* **Exercise goal**: Edit the lines from the one containing "Locate the flower center" through the one containing "[142,202,162,225]", inclusive, replacing "bounding box" with "enclosing rectangle" and leaving all else unchanged. Return only those lines.

— START The records —

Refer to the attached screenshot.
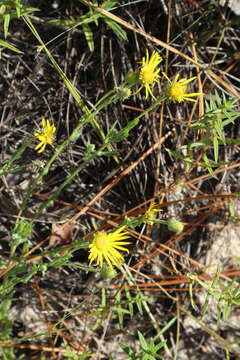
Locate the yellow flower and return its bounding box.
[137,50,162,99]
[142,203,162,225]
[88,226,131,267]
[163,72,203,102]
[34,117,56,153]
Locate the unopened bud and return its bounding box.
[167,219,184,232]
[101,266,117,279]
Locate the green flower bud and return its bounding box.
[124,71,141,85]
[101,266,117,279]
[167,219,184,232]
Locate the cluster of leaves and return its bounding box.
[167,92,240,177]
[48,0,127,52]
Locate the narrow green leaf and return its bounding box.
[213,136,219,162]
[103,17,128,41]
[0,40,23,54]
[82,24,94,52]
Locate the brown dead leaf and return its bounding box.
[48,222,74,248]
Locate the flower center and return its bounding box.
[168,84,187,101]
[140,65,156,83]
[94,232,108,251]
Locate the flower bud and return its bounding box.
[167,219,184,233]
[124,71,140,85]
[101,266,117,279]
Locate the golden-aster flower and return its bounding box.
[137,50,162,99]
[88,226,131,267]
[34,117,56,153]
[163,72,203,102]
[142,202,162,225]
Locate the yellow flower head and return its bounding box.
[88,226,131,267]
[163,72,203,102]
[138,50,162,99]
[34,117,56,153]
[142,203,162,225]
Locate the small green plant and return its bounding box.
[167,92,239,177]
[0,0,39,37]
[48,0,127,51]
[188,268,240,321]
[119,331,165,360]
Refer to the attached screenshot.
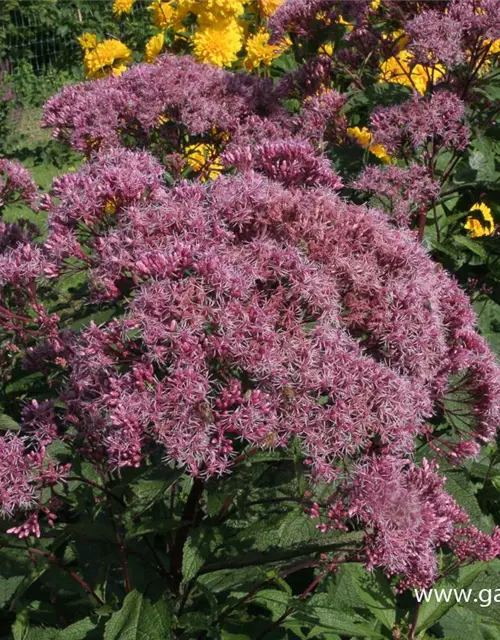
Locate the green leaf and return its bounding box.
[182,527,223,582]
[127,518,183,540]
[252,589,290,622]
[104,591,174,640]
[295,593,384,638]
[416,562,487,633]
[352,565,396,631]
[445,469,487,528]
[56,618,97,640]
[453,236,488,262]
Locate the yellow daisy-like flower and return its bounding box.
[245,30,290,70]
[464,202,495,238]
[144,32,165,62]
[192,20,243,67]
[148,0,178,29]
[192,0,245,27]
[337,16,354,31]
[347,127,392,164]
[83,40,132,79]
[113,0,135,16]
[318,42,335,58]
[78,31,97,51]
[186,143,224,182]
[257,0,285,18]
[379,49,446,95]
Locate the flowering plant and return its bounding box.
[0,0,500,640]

— END The records —
— START The records —

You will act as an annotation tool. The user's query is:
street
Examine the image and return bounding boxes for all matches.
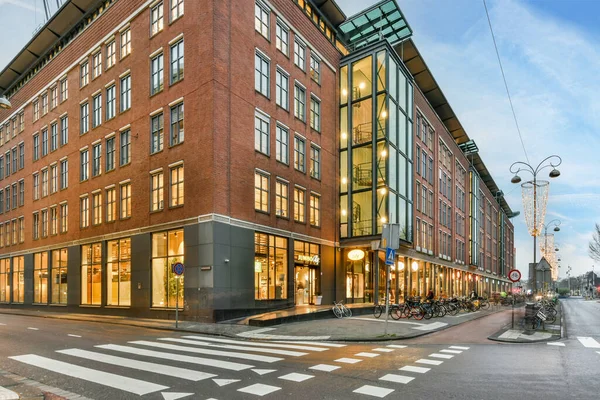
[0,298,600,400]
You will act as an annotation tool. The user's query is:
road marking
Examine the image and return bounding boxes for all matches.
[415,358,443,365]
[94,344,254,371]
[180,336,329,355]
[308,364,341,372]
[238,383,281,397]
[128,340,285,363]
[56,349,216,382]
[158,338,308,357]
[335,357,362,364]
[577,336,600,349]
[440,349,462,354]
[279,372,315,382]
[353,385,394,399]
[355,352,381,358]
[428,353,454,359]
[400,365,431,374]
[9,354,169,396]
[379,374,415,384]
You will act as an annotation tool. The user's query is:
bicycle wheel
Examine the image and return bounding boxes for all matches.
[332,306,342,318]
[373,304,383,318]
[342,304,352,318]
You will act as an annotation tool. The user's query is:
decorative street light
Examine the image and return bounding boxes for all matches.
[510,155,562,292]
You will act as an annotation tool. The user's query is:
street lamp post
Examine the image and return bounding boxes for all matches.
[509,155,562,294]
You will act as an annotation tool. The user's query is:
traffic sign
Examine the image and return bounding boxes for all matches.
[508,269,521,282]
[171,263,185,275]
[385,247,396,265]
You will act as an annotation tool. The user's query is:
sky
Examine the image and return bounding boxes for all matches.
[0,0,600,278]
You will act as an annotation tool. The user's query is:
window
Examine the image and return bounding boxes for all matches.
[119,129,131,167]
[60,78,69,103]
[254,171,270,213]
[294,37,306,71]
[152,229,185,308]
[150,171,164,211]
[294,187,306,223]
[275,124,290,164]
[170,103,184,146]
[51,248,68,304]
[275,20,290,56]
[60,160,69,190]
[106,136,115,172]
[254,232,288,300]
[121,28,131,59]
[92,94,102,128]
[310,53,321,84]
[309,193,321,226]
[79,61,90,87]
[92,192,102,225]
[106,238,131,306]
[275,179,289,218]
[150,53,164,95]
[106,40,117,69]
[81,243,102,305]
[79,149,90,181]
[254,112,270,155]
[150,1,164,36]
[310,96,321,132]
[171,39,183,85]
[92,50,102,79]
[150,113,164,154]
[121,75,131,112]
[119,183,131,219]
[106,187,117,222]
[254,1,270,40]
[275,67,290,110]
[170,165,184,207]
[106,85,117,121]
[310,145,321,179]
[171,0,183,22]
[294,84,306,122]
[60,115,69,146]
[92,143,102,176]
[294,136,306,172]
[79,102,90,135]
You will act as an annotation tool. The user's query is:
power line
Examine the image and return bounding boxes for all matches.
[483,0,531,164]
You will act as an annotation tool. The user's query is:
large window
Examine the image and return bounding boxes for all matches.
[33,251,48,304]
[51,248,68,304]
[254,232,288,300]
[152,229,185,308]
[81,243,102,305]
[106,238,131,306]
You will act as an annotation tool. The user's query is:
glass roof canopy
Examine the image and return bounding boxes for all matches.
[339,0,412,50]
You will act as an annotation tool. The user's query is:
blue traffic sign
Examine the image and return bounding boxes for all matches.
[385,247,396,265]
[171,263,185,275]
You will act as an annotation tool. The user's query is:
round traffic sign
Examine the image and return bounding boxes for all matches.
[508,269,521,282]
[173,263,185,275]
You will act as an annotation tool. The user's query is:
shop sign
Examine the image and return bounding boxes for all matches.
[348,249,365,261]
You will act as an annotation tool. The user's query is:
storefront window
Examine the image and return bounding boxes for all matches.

— END The records —

* **Correct result**:
Locate the flower center and return its enclosing rectangle.
[168,84,187,101]
[140,65,156,83]
[94,232,108,251]
Locate the flower bud and return its enclosing rectangle.
[167,219,184,233]
[124,71,140,85]
[101,266,117,279]
Locate the golden-aster flower and return its enclosing rectangle.
[137,50,162,99]
[88,226,131,267]
[34,117,56,153]
[163,72,203,102]
[142,202,162,225]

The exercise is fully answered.